Objective >> Replace "lane-occupancy record" with "lane-usage log" in the lines from the line with "of the night" up to and including the line with "(1269, 134)", and give those lines again with everything else left unchanged.

Entries from a point annotation set

● ● ●

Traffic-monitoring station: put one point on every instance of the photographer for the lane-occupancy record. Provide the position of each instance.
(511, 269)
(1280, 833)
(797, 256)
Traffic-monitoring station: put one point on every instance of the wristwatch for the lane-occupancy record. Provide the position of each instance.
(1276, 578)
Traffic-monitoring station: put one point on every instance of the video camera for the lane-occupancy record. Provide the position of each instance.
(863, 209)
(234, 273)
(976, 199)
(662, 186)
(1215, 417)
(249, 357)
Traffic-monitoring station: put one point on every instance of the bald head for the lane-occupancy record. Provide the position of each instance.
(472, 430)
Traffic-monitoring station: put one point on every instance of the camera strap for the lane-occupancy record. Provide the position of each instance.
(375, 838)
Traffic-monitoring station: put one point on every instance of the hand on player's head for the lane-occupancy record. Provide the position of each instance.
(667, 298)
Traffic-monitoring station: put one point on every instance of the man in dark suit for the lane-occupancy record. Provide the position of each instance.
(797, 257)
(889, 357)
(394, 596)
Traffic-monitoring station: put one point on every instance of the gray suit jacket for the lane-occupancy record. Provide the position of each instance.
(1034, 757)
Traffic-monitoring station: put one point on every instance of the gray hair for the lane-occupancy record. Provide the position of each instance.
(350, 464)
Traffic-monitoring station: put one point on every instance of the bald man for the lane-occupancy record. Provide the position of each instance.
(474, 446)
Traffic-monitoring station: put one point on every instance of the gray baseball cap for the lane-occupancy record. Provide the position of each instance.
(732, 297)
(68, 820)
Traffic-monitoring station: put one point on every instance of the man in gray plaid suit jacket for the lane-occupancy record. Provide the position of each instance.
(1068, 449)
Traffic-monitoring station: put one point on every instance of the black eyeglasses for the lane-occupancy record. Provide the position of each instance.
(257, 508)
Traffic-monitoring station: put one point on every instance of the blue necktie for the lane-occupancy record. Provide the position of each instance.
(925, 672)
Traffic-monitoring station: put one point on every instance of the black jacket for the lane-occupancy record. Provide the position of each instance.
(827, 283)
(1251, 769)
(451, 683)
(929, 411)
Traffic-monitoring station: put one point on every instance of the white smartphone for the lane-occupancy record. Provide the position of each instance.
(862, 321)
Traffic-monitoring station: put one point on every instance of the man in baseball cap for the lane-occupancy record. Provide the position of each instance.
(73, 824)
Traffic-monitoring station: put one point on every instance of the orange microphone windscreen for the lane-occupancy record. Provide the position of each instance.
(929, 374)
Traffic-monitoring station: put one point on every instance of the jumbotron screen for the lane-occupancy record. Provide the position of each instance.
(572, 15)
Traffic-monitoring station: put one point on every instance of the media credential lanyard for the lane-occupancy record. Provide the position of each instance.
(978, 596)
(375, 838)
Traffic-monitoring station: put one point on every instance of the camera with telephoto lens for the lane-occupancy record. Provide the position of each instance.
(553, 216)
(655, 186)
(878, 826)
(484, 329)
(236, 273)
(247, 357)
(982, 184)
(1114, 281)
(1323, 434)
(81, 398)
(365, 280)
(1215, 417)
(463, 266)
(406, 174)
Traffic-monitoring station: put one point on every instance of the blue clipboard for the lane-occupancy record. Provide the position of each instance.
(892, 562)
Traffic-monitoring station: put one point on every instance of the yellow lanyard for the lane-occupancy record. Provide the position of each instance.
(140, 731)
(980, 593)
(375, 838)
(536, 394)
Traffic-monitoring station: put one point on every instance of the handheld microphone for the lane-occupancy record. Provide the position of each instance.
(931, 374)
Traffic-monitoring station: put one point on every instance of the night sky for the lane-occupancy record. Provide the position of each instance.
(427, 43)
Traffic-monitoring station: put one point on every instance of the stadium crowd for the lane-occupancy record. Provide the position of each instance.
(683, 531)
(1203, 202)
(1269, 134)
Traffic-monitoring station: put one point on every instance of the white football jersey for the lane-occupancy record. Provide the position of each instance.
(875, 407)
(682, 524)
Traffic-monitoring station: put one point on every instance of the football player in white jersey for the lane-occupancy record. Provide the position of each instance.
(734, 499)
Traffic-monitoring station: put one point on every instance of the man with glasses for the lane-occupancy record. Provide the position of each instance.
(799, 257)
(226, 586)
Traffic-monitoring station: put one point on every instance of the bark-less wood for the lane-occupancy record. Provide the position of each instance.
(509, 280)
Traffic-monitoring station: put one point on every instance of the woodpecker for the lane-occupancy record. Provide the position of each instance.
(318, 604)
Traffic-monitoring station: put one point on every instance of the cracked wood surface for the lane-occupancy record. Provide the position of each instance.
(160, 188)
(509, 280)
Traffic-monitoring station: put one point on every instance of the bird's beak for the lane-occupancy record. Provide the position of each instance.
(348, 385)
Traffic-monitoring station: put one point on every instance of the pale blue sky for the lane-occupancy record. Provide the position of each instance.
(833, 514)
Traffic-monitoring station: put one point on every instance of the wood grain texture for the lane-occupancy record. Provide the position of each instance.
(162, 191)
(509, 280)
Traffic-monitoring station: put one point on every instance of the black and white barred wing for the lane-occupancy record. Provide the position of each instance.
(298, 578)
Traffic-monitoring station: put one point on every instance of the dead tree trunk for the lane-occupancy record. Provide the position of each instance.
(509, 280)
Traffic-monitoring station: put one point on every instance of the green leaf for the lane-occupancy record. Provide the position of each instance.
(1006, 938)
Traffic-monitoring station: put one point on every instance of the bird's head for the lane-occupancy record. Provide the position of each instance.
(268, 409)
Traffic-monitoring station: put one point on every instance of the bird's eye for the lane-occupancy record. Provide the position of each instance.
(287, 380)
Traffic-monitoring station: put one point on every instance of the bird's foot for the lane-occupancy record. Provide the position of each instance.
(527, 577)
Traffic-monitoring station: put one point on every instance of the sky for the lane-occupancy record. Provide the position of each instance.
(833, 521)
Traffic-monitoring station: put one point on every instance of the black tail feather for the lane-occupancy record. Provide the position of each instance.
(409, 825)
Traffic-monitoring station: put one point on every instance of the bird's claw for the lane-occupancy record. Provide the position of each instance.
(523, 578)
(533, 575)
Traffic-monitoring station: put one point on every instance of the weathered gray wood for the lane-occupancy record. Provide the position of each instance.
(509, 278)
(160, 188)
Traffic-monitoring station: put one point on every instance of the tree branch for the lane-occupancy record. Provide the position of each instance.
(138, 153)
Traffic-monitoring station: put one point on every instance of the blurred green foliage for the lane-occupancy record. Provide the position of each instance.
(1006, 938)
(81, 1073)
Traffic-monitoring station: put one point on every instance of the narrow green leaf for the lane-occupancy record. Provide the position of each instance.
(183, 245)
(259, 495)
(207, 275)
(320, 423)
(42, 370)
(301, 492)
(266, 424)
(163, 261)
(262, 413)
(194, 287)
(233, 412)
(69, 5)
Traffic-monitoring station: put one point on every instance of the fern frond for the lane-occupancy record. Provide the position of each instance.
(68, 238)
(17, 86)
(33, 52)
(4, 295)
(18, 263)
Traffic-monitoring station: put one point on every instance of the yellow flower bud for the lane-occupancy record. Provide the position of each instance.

● ● ●

Finished task >>
Traffic-monitoring station: put one point on every instance of the night sky for the lane-usage log. Provide the position of each instance.
(427, 43)
Traffic-monitoring station: put one point on every instance of the stadium crowd for the lane-usage log. Provide the position of each instance.
(683, 531)
(1203, 202)
(1269, 134)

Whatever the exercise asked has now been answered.